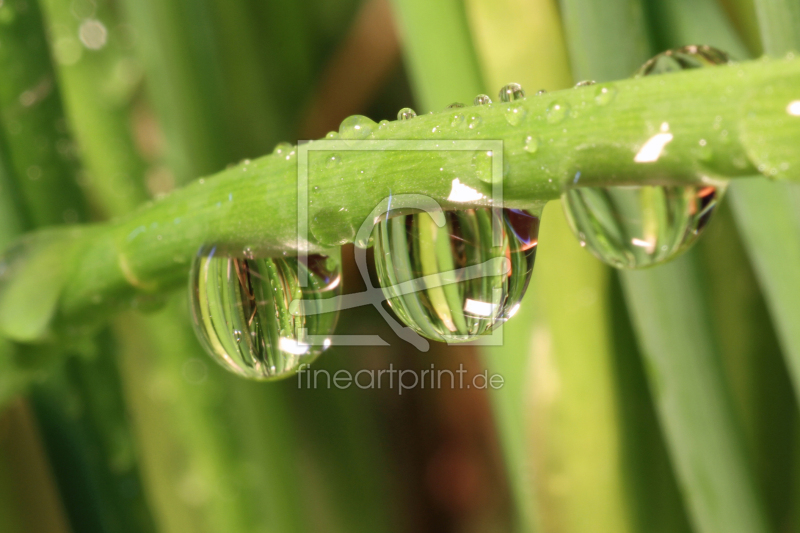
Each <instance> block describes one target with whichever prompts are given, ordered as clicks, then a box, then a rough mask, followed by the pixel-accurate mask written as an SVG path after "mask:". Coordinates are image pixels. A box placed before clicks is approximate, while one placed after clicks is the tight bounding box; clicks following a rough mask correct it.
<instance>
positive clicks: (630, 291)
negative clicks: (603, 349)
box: [622, 255, 770, 533]
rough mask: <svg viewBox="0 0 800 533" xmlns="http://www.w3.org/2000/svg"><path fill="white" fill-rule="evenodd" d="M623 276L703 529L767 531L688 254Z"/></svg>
mask: <svg viewBox="0 0 800 533" xmlns="http://www.w3.org/2000/svg"><path fill="white" fill-rule="evenodd" d="M650 274H651V272H647V271H644V272H630V273H627V274H626V275H625V276H624V277H623V278H622V280H623V285H624V287H625V291H626V295H627V299H628V302H629V305H630V306H631V315H632V318H633V322H634V325H635V326H636V328H637V332H638V336H639V342H640V343H641V344H642V349H643V351H644V353H645V361H646V366H647V369H648V377H649V378H650V383H651V388H652V392H653V395H654V396H655V398H656V404H657V406H658V410H659V415H660V417H661V421H662V424H663V426H664V428H665V433H666V439H667V442H668V443H669V447H670V451H671V455H672V458H673V462H674V464H675V468H676V470H677V473H678V478H679V479H680V482H681V485H682V487H683V490H684V496H685V498H686V505H687V507H688V508H689V512H690V516H691V518H692V522H693V524H694V525H695V527H696V528H697V530H698V531H700V532H717V531H725V532H739V531H741V532H742V533H744V532H749V533H753V532H757V531H769V530H770V528H769V526H768V524H767V520H766V517H765V516H764V510H763V508H762V503H761V501H760V495H759V494H758V490H757V487H756V484H755V483H754V480H753V478H752V476H751V473H750V472H749V465H748V464H747V460H746V454H745V446H744V442H743V440H742V439H741V435H740V430H739V428H738V425H737V420H736V419H735V417H734V415H733V410H732V407H731V406H730V405H729V403H730V400H729V399H728V397H727V391H726V386H725V383H724V379H723V371H722V368H721V364H720V361H719V360H718V358H717V354H716V347H715V346H714V345H713V340H712V339H711V335H710V331H711V324H710V323H709V320H708V310H707V309H706V308H705V304H704V302H703V301H702V299H701V298H699V297H698V296H699V295H700V294H702V289H701V287H702V285H701V284H700V280H699V279H698V278H697V269H696V267H695V265H694V264H693V257H692V256H691V255H688V256H684V257H683V258H681V259H680V260H677V261H673V262H672V263H669V264H667V265H664V266H661V267H659V275H658V277H655V276H652V275H650Z"/></svg>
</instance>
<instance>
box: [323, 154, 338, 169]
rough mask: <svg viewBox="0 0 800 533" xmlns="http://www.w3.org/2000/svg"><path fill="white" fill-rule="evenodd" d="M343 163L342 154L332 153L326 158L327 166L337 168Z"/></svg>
mask: <svg viewBox="0 0 800 533" xmlns="http://www.w3.org/2000/svg"><path fill="white" fill-rule="evenodd" d="M341 164H342V156H340V155H339V154H331V155H329V156H328V157H327V158H326V159H325V168H336V167H338V166H339V165H341Z"/></svg>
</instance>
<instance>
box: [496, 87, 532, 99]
mask: <svg viewBox="0 0 800 533" xmlns="http://www.w3.org/2000/svg"><path fill="white" fill-rule="evenodd" d="M498 96H499V97H500V101H501V102H513V101H514V100H522V99H523V98H525V90H524V89H523V88H522V85H520V84H519V83H509V84H508V85H506V86H505V87H503V88H502V89H500V93H499V95H498Z"/></svg>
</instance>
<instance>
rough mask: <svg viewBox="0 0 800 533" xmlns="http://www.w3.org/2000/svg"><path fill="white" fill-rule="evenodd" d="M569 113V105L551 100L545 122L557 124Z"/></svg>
mask: <svg viewBox="0 0 800 533" xmlns="http://www.w3.org/2000/svg"><path fill="white" fill-rule="evenodd" d="M568 113H569V106H568V105H567V104H565V103H564V102H553V103H552V104H550V106H549V107H548V108H547V122H548V123H550V124H558V123H559V122H561V121H563V120H564V119H565V118H567V114H568Z"/></svg>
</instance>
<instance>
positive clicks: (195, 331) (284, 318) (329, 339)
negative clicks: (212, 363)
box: [189, 247, 341, 380]
mask: <svg viewBox="0 0 800 533" xmlns="http://www.w3.org/2000/svg"><path fill="white" fill-rule="evenodd" d="M239 255H244V254H239ZM339 264H340V260H339V257H338V252H337V256H336V257H325V256H321V255H312V256H309V257H308V266H307V267H306V266H303V265H299V264H298V260H297V259H296V258H279V259H278V258H261V259H246V258H244V257H234V256H231V255H227V254H223V253H222V252H218V250H217V248H215V247H209V248H204V249H203V250H201V252H200V253H199V254H198V255H197V257H196V259H195V261H194V264H193V265H192V272H191V277H190V289H189V292H190V298H191V301H192V314H193V317H194V323H195V332H196V333H197V336H198V338H199V339H200V342H201V344H202V345H203V347H204V348H205V349H206V351H207V352H208V353H209V354H210V355H211V357H212V358H214V360H216V361H217V362H218V363H220V364H221V365H222V366H224V367H225V368H227V369H228V370H230V371H232V372H234V373H236V374H239V375H241V376H244V377H247V378H251V379H258V380H269V379H277V378H282V377H286V376H289V375H291V374H293V373H294V372H296V371H297V370H299V369H300V366H301V365H303V364H308V363H310V362H312V361H313V360H314V359H316V358H317V356H318V355H319V354H320V353H322V352H323V351H324V350H325V349H326V348H327V347H328V346H330V344H331V340H330V334H331V333H332V332H333V329H334V327H335V325H336V320H337V317H338V311H337V310H336V309H334V308H333V307H332V302H331V301H330V298H332V297H333V296H336V295H338V294H339V293H340V292H341V284H340V278H339ZM298 268H299V270H298ZM301 275H302V276H307V279H308V284H307V286H306V287H300V277H299V276H301ZM293 300H304V301H305V305H304V306H303V312H302V313H299V314H296V315H293V314H292V313H290V311H289V305H290V304H291V303H292V301H293Z"/></svg>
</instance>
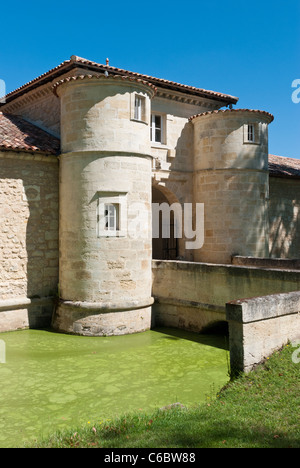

• • • • • • •

-- Exercise --
Could you retype all the entries above exactly, without the pictures?

-- Answer to the problem --
Each <instance> block describes one target with whichever prompts are given, ordered as clicks, then a box, then a rough mask, followed by the pixel-accurate mask written as an SVG path after "mask:". Coordinates are image pixels. A box placed before clicks is approximate, while one placed after clicks is the tight bounding box; clicks following a rough mask correct it.
<instance>
positive clicks: (630, 291)
negative clicks: (603, 349)
box: [622, 255, 770, 533]
rough mask: <svg viewBox="0 0 800 533" xmlns="http://www.w3.org/2000/svg"><path fill="white" fill-rule="evenodd" d="M623 276L703 529L767 531L688 254Z"/></svg>
mask: <svg viewBox="0 0 800 533" xmlns="http://www.w3.org/2000/svg"><path fill="white" fill-rule="evenodd" d="M650 274H651V272H647V271H644V272H630V273H627V274H626V275H625V276H624V277H623V278H622V280H623V285H624V287H625V291H626V295H627V299H628V302H629V305H630V306H631V315H632V318H633V322H634V325H635V326H636V328H637V332H638V336H639V342H640V343H641V344H642V349H643V351H644V353H645V361H646V366H647V369H648V377H649V378H650V383H651V388H652V392H653V395H654V396H655V398H656V404H657V406H658V410H659V415H660V417H661V421H662V424H663V426H664V428H665V433H666V439H667V442H668V443H669V447H670V451H671V455H672V458H673V462H674V464H675V468H676V470H677V473H678V478H679V479H680V482H681V485H682V487H683V490H684V496H685V498H686V505H687V507H688V508H689V512H690V516H691V518H692V522H693V524H694V525H695V527H696V528H697V530H698V531H700V532H717V531H725V532H739V531H741V532H742V533H744V532H749V533H753V532H757V531H769V530H770V528H769V526H768V524H767V520H766V517H765V516H764V510H763V508H762V503H761V501H760V495H759V494H758V490H757V487H756V484H755V483H754V480H753V478H752V476H751V473H750V472H749V465H748V464H747V460H746V454H745V446H744V442H743V440H742V439H741V435H740V430H739V428H738V425H737V420H736V419H735V417H734V415H733V410H732V407H731V406H730V405H729V403H730V400H729V399H728V397H727V391H726V386H725V383H724V379H723V371H722V368H721V364H720V361H719V360H718V358H717V354H716V347H715V346H714V345H713V340H712V339H711V335H710V331H711V324H710V323H709V320H708V310H707V309H706V308H705V304H704V302H703V301H702V299H701V298H699V297H698V296H699V295H700V294H702V289H701V287H702V285H701V284H700V280H699V279H698V278H697V269H696V267H695V265H694V264H693V257H692V256H691V255H688V256H684V257H683V258H681V259H680V260H677V261H673V262H672V263H669V264H667V265H664V266H661V267H659V275H658V277H655V276H652V275H650Z"/></svg>
</instance>
<instance>
box: [323, 154, 338, 169]
rough mask: <svg viewBox="0 0 800 533" xmlns="http://www.w3.org/2000/svg"><path fill="white" fill-rule="evenodd" d="M343 163L342 154L332 153L326 158L327 166L337 168Z"/></svg>
mask: <svg viewBox="0 0 800 533" xmlns="http://www.w3.org/2000/svg"><path fill="white" fill-rule="evenodd" d="M341 164H342V156H340V155H339V154H331V155H329V156H328V157H327V158H326V159H325V168H336V167H338V166H339V165H341Z"/></svg>
</instance>
<instance>
box: [496, 87, 532, 99]
mask: <svg viewBox="0 0 800 533" xmlns="http://www.w3.org/2000/svg"><path fill="white" fill-rule="evenodd" d="M498 96H499V97H500V101H501V102H513V101H514V100H522V99H523V98H525V90H524V89H523V88H522V85H520V84H519V83H509V84H508V85H506V86H505V87H503V88H502V89H500V93H499V95H498Z"/></svg>
</instance>
<instance>
rough mask: <svg viewBox="0 0 800 533" xmlns="http://www.w3.org/2000/svg"><path fill="white" fill-rule="evenodd" d="M569 113V105L551 100L545 122L557 124Z"/></svg>
mask: <svg viewBox="0 0 800 533" xmlns="http://www.w3.org/2000/svg"><path fill="white" fill-rule="evenodd" d="M568 113H569V106H568V105H567V104H565V103H564V102H553V103H552V104H550V106H549V107H548V108H547V122H548V123H550V124H558V123H559V122H561V121H563V120H564V119H565V118H567V114H568Z"/></svg>
</instance>
<instance>
positive clicks: (195, 331) (284, 318) (329, 339)
negative clicks: (212, 363)
box: [189, 247, 341, 380]
mask: <svg viewBox="0 0 800 533" xmlns="http://www.w3.org/2000/svg"><path fill="white" fill-rule="evenodd" d="M239 255H244V254H239ZM339 264H340V260H339V257H338V252H337V256H336V257H325V256H321V255H312V256H309V257H308V266H307V267H306V266H303V265H299V264H298V260H297V259H296V258H279V259H278V258H261V259H246V258H244V257H234V256H231V255H227V254H223V253H222V252H218V250H217V248H215V247H209V248H204V249H203V250H201V252H200V253H199V254H198V255H197V257H196V259H195V261H194V264H193V265H192V272H191V277H190V289H189V292H190V298H191V301H192V314H193V317H194V323H195V332H196V333H197V336H198V338H199V339H200V342H201V344H202V345H203V347H204V348H205V349H206V351H207V352H208V353H209V354H210V355H211V357H212V358H214V360H216V361H217V362H218V363H220V364H221V365H222V366H224V367H225V368H227V369H228V370H230V371H232V372H234V373H236V374H239V375H241V376H244V377H247V378H251V379H258V380H269V379H277V378H282V377H286V376H289V375H291V374H293V373H294V372H296V371H297V370H299V369H300V366H301V365H303V364H308V363H310V362H312V361H313V360H314V359H316V358H317V356H318V355H319V354H320V353H322V352H323V351H324V350H325V349H326V348H327V347H328V346H330V344H331V340H330V334H331V333H332V332H333V329H334V327H335V325H336V320H337V317H338V311H337V310H336V309H334V308H333V307H332V302H331V301H330V298H332V297H333V296H336V295H338V294H339V293H340V292H341V284H340V278H339ZM298 268H299V270H298ZM301 275H302V276H307V279H308V284H307V286H306V287H300V277H299V276H301ZM293 300H304V301H305V305H304V306H303V312H302V313H299V314H296V315H293V314H292V313H290V311H289V305H290V304H291V303H292V301H293Z"/></svg>
</instance>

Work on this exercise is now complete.